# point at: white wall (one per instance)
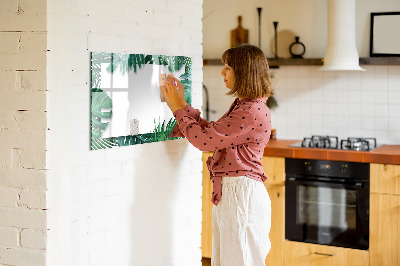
(23, 133)
(136, 205)
(311, 102)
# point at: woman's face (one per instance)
(229, 76)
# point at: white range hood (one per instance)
(341, 51)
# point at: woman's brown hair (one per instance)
(250, 66)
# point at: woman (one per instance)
(242, 208)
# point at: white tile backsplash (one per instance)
(343, 103)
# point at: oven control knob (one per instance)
(308, 166)
(343, 168)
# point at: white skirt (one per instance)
(241, 223)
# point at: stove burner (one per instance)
(332, 142)
(328, 142)
(358, 144)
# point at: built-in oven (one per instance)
(327, 202)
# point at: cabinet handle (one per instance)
(324, 254)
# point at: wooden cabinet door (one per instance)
(384, 237)
(385, 178)
(206, 226)
(304, 254)
(277, 233)
(274, 168)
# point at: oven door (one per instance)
(327, 213)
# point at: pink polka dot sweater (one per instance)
(238, 139)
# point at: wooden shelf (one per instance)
(273, 63)
(380, 61)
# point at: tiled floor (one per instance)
(206, 261)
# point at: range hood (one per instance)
(341, 51)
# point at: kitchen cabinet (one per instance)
(385, 178)
(274, 168)
(385, 215)
(305, 254)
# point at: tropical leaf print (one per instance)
(100, 117)
(101, 108)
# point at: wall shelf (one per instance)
(274, 63)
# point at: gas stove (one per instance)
(332, 142)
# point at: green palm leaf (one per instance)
(100, 100)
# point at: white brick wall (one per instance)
(23, 132)
(136, 205)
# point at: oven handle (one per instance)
(357, 185)
(324, 254)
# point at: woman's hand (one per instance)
(181, 90)
(174, 93)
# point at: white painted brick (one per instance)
(5, 158)
(19, 217)
(8, 6)
(33, 159)
(30, 61)
(8, 197)
(23, 22)
(35, 140)
(98, 222)
(23, 178)
(22, 100)
(33, 199)
(30, 80)
(192, 23)
(8, 237)
(9, 42)
(36, 7)
(17, 256)
(7, 80)
(34, 120)
(33, 239)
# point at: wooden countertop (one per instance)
(389, 154)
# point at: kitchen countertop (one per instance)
(389, 154)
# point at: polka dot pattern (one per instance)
(238, 139)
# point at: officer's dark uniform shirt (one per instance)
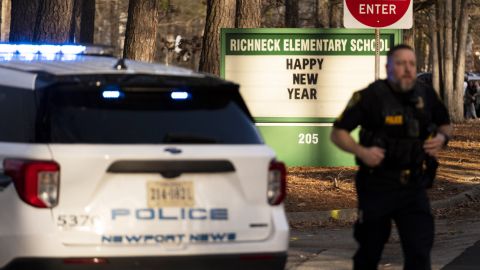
(374, 111)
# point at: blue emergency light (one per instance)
(44, 49)
(179, 95)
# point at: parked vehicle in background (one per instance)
(128, 165)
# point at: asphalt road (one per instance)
(457, 247)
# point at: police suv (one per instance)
(118, 164)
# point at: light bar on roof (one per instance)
(44, 49)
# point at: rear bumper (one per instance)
(211, 262)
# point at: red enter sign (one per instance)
(378, 13)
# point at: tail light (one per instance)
(37, 182)
(277, 183)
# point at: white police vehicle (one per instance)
(127, 165)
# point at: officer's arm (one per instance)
(371, 156)
(435, 144)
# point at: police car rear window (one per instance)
(151, 115)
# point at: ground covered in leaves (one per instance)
(328, 188)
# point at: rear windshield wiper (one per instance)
(188, 138)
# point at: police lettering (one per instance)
(170, 214)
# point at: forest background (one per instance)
(445, 34)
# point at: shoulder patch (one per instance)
(354, 100)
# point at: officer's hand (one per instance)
(371, 156)
(434, 145)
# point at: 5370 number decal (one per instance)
(72, 221)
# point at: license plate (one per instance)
(170, 194)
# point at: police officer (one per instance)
(403, 126)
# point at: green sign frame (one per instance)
(300, 140)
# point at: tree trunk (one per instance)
(470, 63)
(434, 54)
(115, 27)
(336, 14)
(409, 37)
(440, 14)
(291, 13)
(249, 14)
(322, 11)
(83, 21)
(220, 14)
(448, 51)
(142, 25)
(23, 17)
(1, 19)
(53, 21)
(460, 62)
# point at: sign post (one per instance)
(378, 14)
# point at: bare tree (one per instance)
(249, 14)
(448, 55)
(142, 25)
(83, 21)
(322, 11)
(291, 13)
(457, 114)
(434, 53)
(336, 13)
(53, 21)
(220, 14)
(6, 15)
(23, 17)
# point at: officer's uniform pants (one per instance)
(410, 209)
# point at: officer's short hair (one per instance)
(398, 47)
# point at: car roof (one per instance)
(24, 71)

◆ ◆ ◆ ◆

▸ **Task details**:
Only output the lines from the one with "# point at: rear bumper (one per instance)" through the end of the entries above, exactly as they are.

▸ **Response to the task**:
# point at: rear bumper (one per instance)
(211, 262)
# point at: red enter sign (one per instance)
(378, 13)
# point at: tail light (one per instance)
(37, 182)
(277, 183)
# point at: white police vehicle (one per instance)
(127, 165)
# point at: officer's arm (one per instance)
(371, 156)
(435, 144)
# point at: police car rear window (one per instance)
(151, 115)
# point at: ground covered in leaves (one per instance)
(328, 188)
# point at: rear windshield wiper (one per instance)
(188, 138)
# point at: police lettering (one per instance)
(170, 214)
# point at: forest background (one per instance)
(445, 34)
# point at: shoulder patch (one per instance)
(354, 100)
# point at: officer's hand (one per instance)
(371, 156)
(434, 145)
# point at: 5370 number decal (one per instance)
(72, 221)
# point at: license plate (one per instance)
(170, 194)
# point at: police officer (one per instance)
(403, 126)
# point at: green sign frame (one per instance)
(300, 140)
# point at: tree trunk (one per instance)
(470, 63)
(434, 54)
(115, 27)
(336, 14)
(409, 37)
(440, 14)
(291, 13)
(249, 14)
(322, 11)
(83, 21)
(220, 14)
(448, 51)
(142, 25)
(23, 17)
(1, 19)
(53, 21)
(460, 62)
# point at: sign post (one per instance)
(378, 14)
# point at: bare tree (one per instance)
(249, 14)
(448, 55)
(142, 25)
(83, 21)
(322, 11)
(291, 13)
(457, 114)
(434, 53)
(336, 13)
(53, 21)
(220, 14)
(6, 15)
(23, 17)
# point at: officer's uniform pants (one per instance)
(410, 209)
# point at: officer's short hair (one per instance)
(398, 47)
# point at: car roof (one per instance)
(24, 71)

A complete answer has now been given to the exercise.